Problem details: Add 143 to each number in the pixel coordinates, then write out again every line from the one that contains "the red trousers" through the last line below, with all of its words kept. Please leave the pictures out.

------ Stored rows

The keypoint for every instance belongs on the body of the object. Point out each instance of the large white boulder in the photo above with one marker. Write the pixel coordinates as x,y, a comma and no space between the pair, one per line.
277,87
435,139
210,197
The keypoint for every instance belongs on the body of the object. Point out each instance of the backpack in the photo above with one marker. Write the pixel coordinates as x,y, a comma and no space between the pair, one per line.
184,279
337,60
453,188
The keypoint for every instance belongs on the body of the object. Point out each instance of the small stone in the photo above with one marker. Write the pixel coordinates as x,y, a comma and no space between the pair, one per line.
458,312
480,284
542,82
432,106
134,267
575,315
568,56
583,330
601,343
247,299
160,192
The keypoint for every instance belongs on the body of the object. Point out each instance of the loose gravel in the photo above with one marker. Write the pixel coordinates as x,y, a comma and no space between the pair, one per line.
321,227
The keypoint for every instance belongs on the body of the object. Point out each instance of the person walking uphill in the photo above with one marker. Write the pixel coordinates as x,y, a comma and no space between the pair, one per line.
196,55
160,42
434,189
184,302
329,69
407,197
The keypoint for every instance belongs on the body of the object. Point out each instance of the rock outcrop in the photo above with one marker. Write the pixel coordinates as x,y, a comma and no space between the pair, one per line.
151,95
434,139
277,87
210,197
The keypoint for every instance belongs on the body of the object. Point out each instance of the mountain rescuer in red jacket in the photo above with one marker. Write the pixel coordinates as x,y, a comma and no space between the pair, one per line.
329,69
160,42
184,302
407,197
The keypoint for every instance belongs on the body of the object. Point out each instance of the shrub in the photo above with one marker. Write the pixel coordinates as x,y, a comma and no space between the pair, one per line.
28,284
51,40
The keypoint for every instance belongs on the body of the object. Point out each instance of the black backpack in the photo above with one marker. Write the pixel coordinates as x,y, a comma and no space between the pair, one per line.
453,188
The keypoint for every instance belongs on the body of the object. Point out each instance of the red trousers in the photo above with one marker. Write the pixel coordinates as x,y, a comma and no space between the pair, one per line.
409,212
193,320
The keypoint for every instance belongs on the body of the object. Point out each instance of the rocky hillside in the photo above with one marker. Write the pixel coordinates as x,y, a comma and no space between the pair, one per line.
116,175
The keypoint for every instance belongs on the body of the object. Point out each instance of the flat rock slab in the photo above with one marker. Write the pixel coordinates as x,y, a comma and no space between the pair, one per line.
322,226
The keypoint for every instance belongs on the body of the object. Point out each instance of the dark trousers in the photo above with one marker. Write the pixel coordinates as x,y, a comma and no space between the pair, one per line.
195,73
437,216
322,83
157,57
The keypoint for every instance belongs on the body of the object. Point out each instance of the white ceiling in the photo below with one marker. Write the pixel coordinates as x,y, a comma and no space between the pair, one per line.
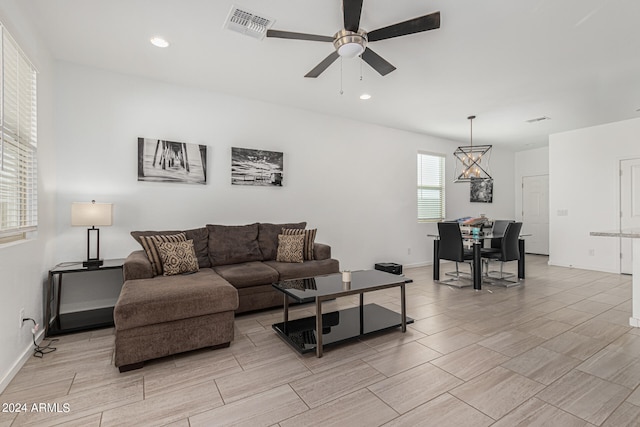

------------

Answer to the exercise:
The keypoint for every instance belongs on the body of the object. Point out each instance of the red trousers in the photo above with one marker. Write the pixel coordinates as x,y, a comma and no space between the pair, one per line.
552,355
336,463
The keypoint for every instance belongs on the body of the object. Point out each instance of the rocky hillside in the photo above with one marker. Write the pixel coordinates as x,y, a comma and no space between the pair, one per line.
259,318
The keypoint for every instance belongs on the body of the object. Point out each instance of the flat rock slab in the photo above with one marker. Write the pixel coordinates as x,y, a comma and no space between the pair, one per line.
465,369
The keypoint for every instance belongs on the body of the object. Point out each instance of the dark trousers in the photo above with one marker. Write the pixel coordinates as x,y, a comma and no space between the pair, one per line.
338,216
580,359
465,226
300,200
The keypoint for every instance belongs on the body of the object. Point out each instance of the white ceiling in the photo below with one marker. Write the pixel coordinates as x,y, a comma and no space between the pair, one per line.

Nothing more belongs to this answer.